--- Task objective ---
Nothing but the text of the records belongs in your answer: repeat all of it exactly and leave out the images.

--- Provided data ---
[Start of section]

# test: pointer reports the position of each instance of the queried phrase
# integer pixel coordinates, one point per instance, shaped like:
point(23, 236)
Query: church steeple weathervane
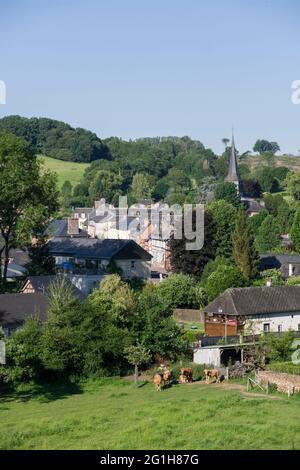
point(233, 175)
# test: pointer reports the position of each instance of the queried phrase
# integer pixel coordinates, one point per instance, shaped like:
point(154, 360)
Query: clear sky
point(136, 68)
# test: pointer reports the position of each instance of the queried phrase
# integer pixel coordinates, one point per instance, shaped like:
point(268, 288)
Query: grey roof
point(232, 171)
point(280, 259)
point(94, 248)
point(256, 300)
point(15, 308)
point(41, 284)
point(59, 228)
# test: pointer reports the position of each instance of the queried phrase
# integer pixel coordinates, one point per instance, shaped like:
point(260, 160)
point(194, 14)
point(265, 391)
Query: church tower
point(233, 176)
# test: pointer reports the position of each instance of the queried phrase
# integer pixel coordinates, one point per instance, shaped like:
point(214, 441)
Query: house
point(289, 265)
point(65, 228)
point(253, 310)
point(15, 308)
point(18, 260)
point(86, 261)
point(41, 284)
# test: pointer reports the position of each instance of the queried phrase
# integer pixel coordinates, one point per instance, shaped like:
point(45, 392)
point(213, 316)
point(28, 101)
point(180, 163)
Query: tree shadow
point(44, 393)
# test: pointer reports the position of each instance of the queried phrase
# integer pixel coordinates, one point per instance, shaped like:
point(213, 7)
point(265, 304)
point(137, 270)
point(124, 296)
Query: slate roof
point(256, 300)
point(94, 248)
point(15, 308)
point(279, 260)
point(59, 228)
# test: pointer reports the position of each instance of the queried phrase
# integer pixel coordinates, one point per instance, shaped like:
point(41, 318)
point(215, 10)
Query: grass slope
point(115, 414)
point(71, 171)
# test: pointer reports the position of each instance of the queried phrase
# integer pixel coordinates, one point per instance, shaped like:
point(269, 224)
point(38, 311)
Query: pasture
point(115, 414)
point(71, 171)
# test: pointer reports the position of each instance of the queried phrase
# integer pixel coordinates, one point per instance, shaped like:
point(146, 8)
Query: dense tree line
point(56, 139)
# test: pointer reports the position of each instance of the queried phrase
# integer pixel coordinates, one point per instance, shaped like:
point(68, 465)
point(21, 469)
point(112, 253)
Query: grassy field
point(291, 162)
point(65, 170)
point(116, 414)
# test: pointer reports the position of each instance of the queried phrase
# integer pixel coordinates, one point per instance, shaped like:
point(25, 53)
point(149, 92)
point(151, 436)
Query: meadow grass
point(115, 414)
point(71, 171)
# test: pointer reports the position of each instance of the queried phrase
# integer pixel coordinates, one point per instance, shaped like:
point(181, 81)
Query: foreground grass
point(117, 415)
point(71, 171)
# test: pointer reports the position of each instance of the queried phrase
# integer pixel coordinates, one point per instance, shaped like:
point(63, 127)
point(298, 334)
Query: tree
point(221, 279)
point(181, 290)
point(154, 327)
point(28, 194)
point(137, 355)
point(244, 251)
point(66, 192)
point(266, 178)
point(105, 184)
point(141, 187)
point(293, 185)
point(224, 216)
point(295, 230)
point(225, 141)
point(264, 146)
point(251, 188)
point(256, 221)
point(268, 235)
point(23, 354)
point(193, 261)
point(227, 192)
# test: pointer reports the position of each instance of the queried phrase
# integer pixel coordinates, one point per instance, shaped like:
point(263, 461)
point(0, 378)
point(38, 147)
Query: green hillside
point(71, 171)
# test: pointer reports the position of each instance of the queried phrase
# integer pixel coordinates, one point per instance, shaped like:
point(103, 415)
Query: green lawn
point(116, 415)
point(65, 170)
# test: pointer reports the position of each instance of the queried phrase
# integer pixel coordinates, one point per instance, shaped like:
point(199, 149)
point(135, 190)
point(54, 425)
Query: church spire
point(233, 176)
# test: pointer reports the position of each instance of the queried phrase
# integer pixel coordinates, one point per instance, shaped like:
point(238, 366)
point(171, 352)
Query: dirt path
point(241, 388)
point(225, 385)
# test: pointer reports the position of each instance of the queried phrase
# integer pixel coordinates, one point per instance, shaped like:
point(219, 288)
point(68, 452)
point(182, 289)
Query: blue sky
point(135, 68)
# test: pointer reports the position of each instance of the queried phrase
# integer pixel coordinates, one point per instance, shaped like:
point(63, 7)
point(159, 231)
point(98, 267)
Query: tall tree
point(193, 261)
point(28, 195)
point(224, 216)
point(268, 235)
point(264, 146)
point(227, 191)
point(295, 230)
point(244, 251)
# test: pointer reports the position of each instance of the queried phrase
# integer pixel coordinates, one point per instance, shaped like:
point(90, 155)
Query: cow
point(186, 375)
point(161, 378)
point(211, 374)
point(157, 382)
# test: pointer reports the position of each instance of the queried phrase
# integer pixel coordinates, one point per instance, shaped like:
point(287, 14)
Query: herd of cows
point(163, 377)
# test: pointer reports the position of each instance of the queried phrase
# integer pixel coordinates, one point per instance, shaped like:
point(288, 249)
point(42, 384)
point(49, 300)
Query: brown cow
point(186, 375)
point(157, 382)
point(211, 374)
point(161, 378)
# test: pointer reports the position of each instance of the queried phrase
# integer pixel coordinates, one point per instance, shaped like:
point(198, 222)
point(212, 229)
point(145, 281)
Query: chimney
point(73, 226)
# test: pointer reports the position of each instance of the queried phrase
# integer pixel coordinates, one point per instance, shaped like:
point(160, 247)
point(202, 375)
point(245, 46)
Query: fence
point(214, 340)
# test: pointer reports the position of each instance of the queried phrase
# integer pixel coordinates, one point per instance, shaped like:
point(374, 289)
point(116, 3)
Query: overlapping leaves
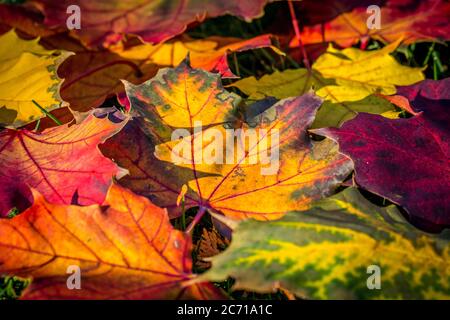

[End of section]

--- Exercise solution ---
# test: pointer reports the position of each instance of the queried phrase
# integer pixel coordinates, one point per instance, shaped like:
point(23, 236)
Query: church steeple weathervane
point(233, 175)
# test: pointer reports the position of each instance of the queried phrase
# integer pixel coordinates, one point per instance, shaped like:
point(154, 360)
Query: clear sky
point(136, 68)
# test: pointer reports the position of each instance of the queried phrase
# integer pixel coordinates, one point per instance, shaped like:
point(268, 288)
Query: grey roof
point(232, 171)
point(280, 259)
point(94, 248)
point(256, 300)
point(15, 308)
point(41, 284)
point(59, 228)
# test: pointer reports the position of each instance of the queried phrase
# integer pixel coordinates, one point per instance, shaped like:
point(260, 160)
point(194, 14)
point(265, 391)
Query: church tower
point(233, 176)
# test: pointer reports the position of each instance of the queried phrase
# integer pixel coordinates, one point per instance, shaped like:
point(214, 441)
Query: house
point(289, 265)
point(65, 228)
point(253, 310)
point(15, 308)
point(18, 260)
point(86, 261)
point(41, 284)
# test: pointer reports the position of each instance of the queried phrase
# integer pixel coordinates, one point per instance, shaped like:
point(45, 392)
point(213, 316)
point(28, 101)
point(180, 163)
Query: tree shadow
point(44, 393)
# test: pointer reports the position of each instance of the queried phrase
# integer pixel coordinates, one point per instance, shaped like:
point(213, 7)
point(265, 304)
point(137, 270)
point(124, 296)
Query: slate roof
point(256, 300)
point(94, 248)
point(15, 308)
point(279, 260)
point(59, 228)
# test: pointer reports the position of each instance of the queried phrase
# integer pixel coordinates, one point per instance, shaped like:
point(41, 318)
point(215, 10)
Query: grass slope
point(115, 414)
point(71, 171)
# test: pointer reports the position of each instance of the queried phrase
# integer pixel coordinates, one point per instance, shaped like:
point(269, 224)
point(38, 311)
Query: pasture
point(115, 414)
point(71, 171)
# test: pointer reports the position of each instance of the queried phrase
# integer pixel coordinates, one point per instance, shaped like:
point(146, 8)
Query: dense tree line
point(56, 139)
# test: pointer reports the position of each instance of the queried phrase
# integer pixel coordinates, one point per instance, shaped like:
point(68, 465)
point(21, 469)
point(112, 253)
Query: grassy field
point(291, 162)
point(65, 170)
point(116, 414)
# test: pointer reports the position of each instance of the queried phrase
# integer pixel coordinates, one point per instance, shaped like:
point(25, 53)
point(149, 92)
point(151, 436)
Query: meadow grass
point(115, 414)
point(71, 171)
# test: pointer reports the position of each instance of the queried phrase
# integer pixel coordinates, one point per instance, shaped like:
point(181, 81)
Query: foreground grass
point(117, 415)
point(71, 171)
# test: pointer reports the position of each instance of the queried phrase
# integer pixel coordinates, one point per instance, shaped like:
point(63, 127)
point(298, 334)
Query: tree
point(221, 279)
point(181, 290)
point(154, 327)
point(28, 194)
point(137, 355)
point(244, 251)
point(66, 192)
point(266, 178)
point(105, 184)
point(141, 187)
point(293, 185)
point(224, 216)
point(295, 230)
point(225, 141)
point(264, 146)
point(251, 188)
point(256, 221)
point(268, 235)
point(23, 354)
point(193, 261)
point(227, 192)
# test: pointer reports the position of each instance of the queried phrase
# integer pixel coordinates, one point per instance, shaped like:
point(263, 461)
point(0, 378)
point(38, 147)
Query: green hillside
point(71, 171)
# test: pointer reports the position of each instance of the queried phrase
# integer pixel coordinates, one point per instance, shaped like:
point(103, 415)
Query: green lawn
point(116, 415)
point(65, 170)
# test: pointer reports the position of each instance of the queried phrase
# integer pixel coordinates, one point per instance, shaped like:
point(199, 149)
point(135, 190)
point(54, 425)
Query: church spire
point(233, 176)
# test: pointer reports the position of each instance of the queried phrase
# integer pixel coordinates, one point per instance, shaped like:
point(238, 366)
point(171, 352)
Query: dirt path
point(241, 388)
point(225, 385)
# test: pointer reports the position of each instance of the queried phrase
# integer pixel coordinates, one point per instance, shaped like:
point(219, 288)
point(68, 452)
point(182, 289)
Query: blue sky
point(135, 68)
# test: pointer reports the position of each instance of the queried phrase
# integer pixel coordinates, one point per instance, shaped like:
point(63, 7)
point(159, 231)
point(98, 267)
Query: tall tree
point(193, 261)
point(28, 195)
point(224, 216)
point(268, 235)
point(264, 146)
point(227, 191)
point(295, 230)
point(244, 251)
# test: pointer reports the position of each instance of the queried phrase
# integer pixel coordinates, one point per instance, shaped like:
point(90, 155)
Query: cow
point(186, 375)
point(161, 378)
point(211, 374)
point(157, 382)
# test: pointer reports the position of each instance of the queried phrase
# integer pixel coordinates, one point per instance, shaped like:
point(287, 14)
Query: herd of cows
point(163, 377)
# test: pointer reports the position of each instance of the queried phrase
# integer pixel coordinates, one point per instance, shaped like:
point(288, 249)
point(42, 384)
point(49, 300)
Query: brown cow
point(186, 375)
point(157, 382)
point(211, 374)
point(161, 378)
# test: pointer reports the position of each instance of the queried phrase
# integer pixel coordinates, one point per instance, shaped like:
point(198, 222)
point(212, 229)
point(145, 281)
Query: chimney
point(73, 226)
# test: pointer reports the position of each instance of the queried phrase
# integer pixel coordinates, one point per instance, shaped like:
point(160, 247)
point(202, 375)
point(245, 46)
Query: fence
point(214, 340)
# test: pointer reports the position of each instance of the queried phrase
# integer pixel coordinates, one point per instance, shaped like:
point(374, 289)
point(116, 3)
Query: overlapping leaves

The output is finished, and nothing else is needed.